BRIEF: Present everything in the records below, from the line containing "for every instance of the man" down to and including the line containing "(1085, 750)", as a Markdown table with the columns Row and Line, one row per line and blank lines skipped. Leave the pictures out of the table.

-- Begin MATERIAL --

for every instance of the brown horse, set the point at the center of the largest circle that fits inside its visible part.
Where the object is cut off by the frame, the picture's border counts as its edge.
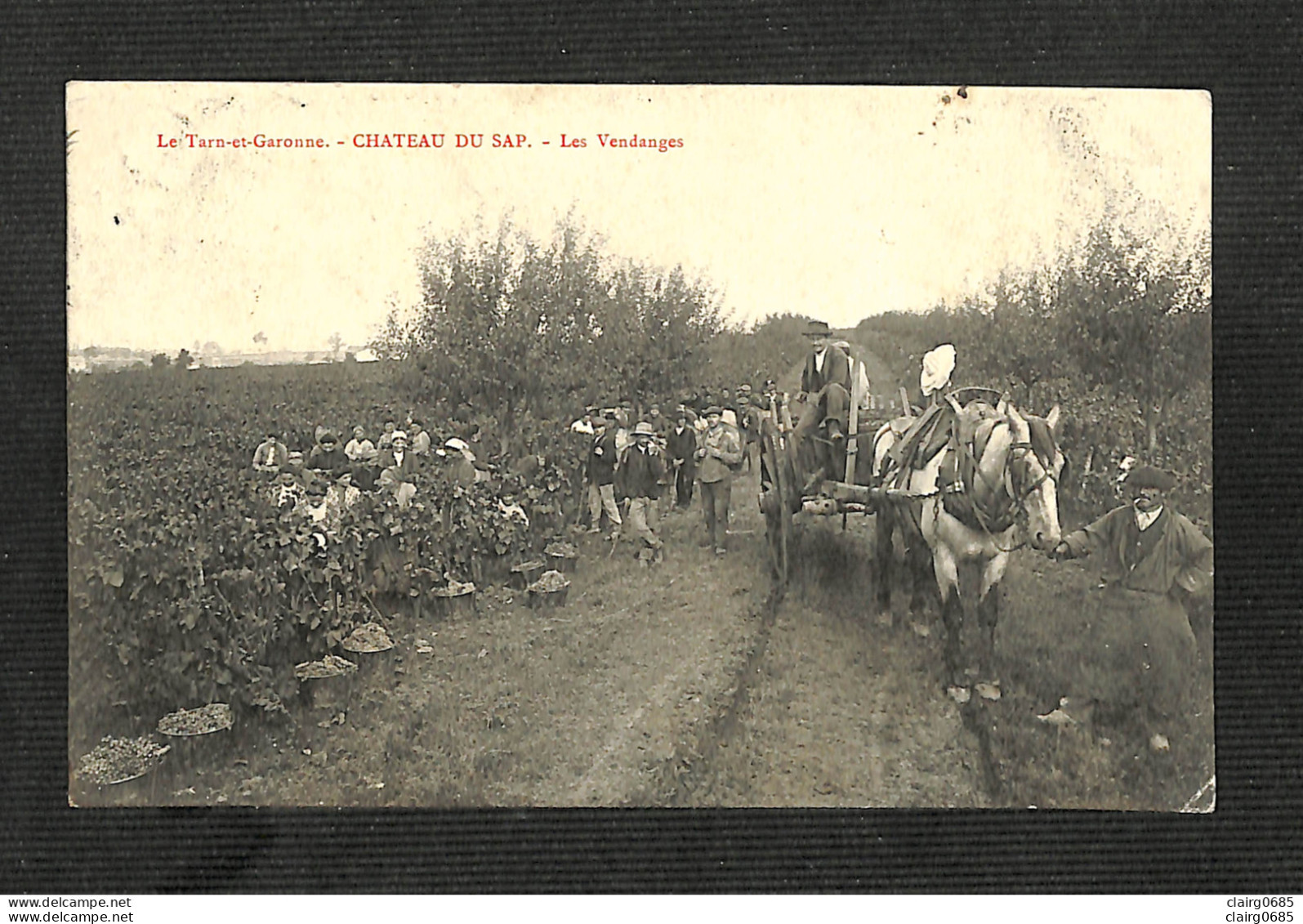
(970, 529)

-- End MATERIAL --
-- Begin MATERIAL --

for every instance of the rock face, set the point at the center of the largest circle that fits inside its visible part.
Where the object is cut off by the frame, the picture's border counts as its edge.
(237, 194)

-- End MATERIAL --
-- Begin MATERIAL --

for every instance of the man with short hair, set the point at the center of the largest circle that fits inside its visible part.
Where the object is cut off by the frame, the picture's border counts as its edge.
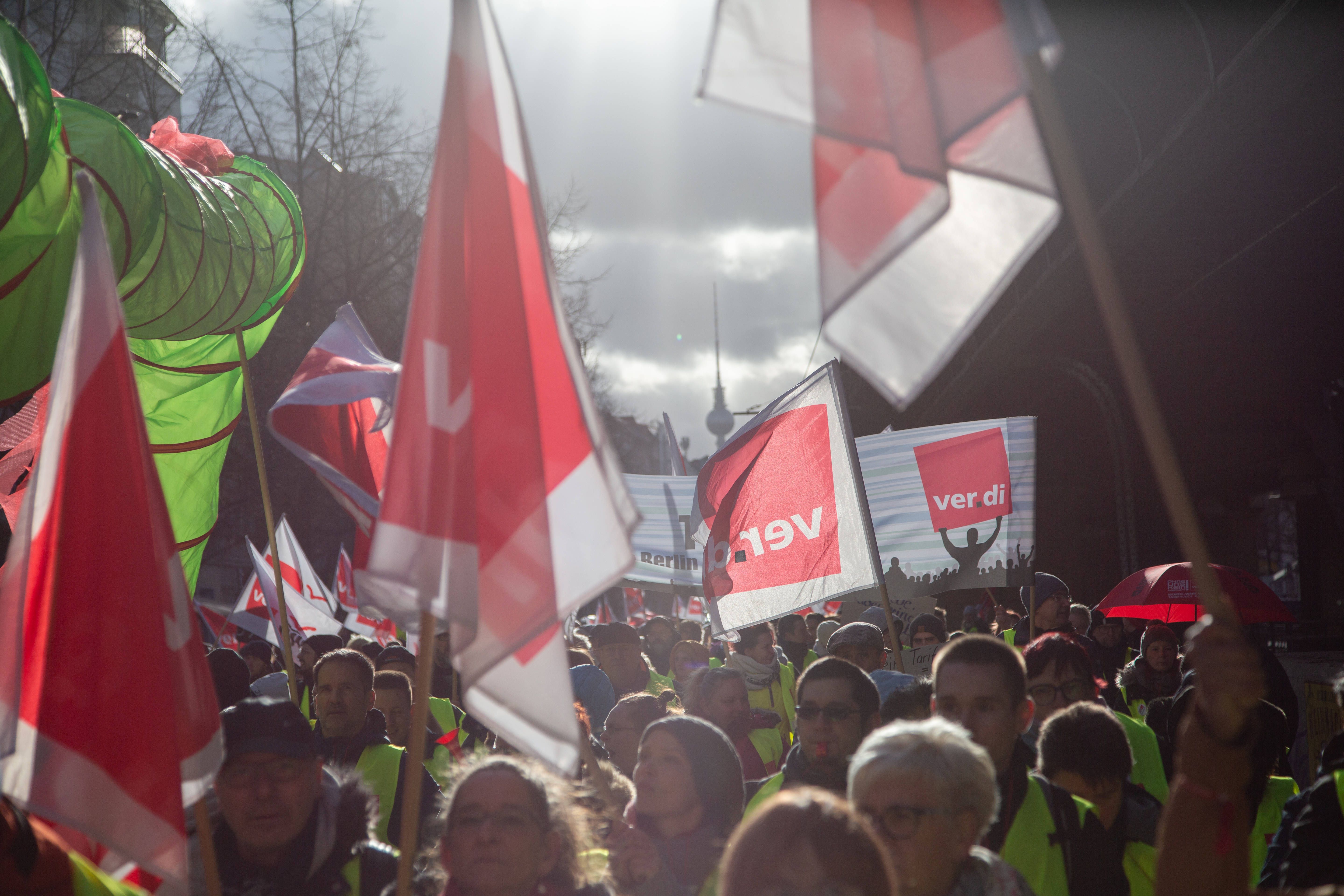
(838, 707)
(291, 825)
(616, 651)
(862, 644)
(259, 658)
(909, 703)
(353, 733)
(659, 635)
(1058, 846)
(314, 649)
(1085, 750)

-- End MATERIAL --

TASK SOLUTION:
| Row | Line |
|---|---|
| 1 | for every instance of the man with short hair, set the point at the center of the largest circle that fits inside its visible part. |
| 2 | Where the object is cut off by the frame, the picture's border counts as its edge. |
| 3 | (838, 707) |
| 4 | (291, 825) |
| 5 | (616, 651) |
| 6 | (862, 644) |
| 7 | (259, 658) |
| 8 | (909, 703) |
| 9 | (353, 733) |
| 10 | (659, 635) |
| 11 | (1058, 846) |
| 12 | (314, 649) |
| 13 | (1085, 750) |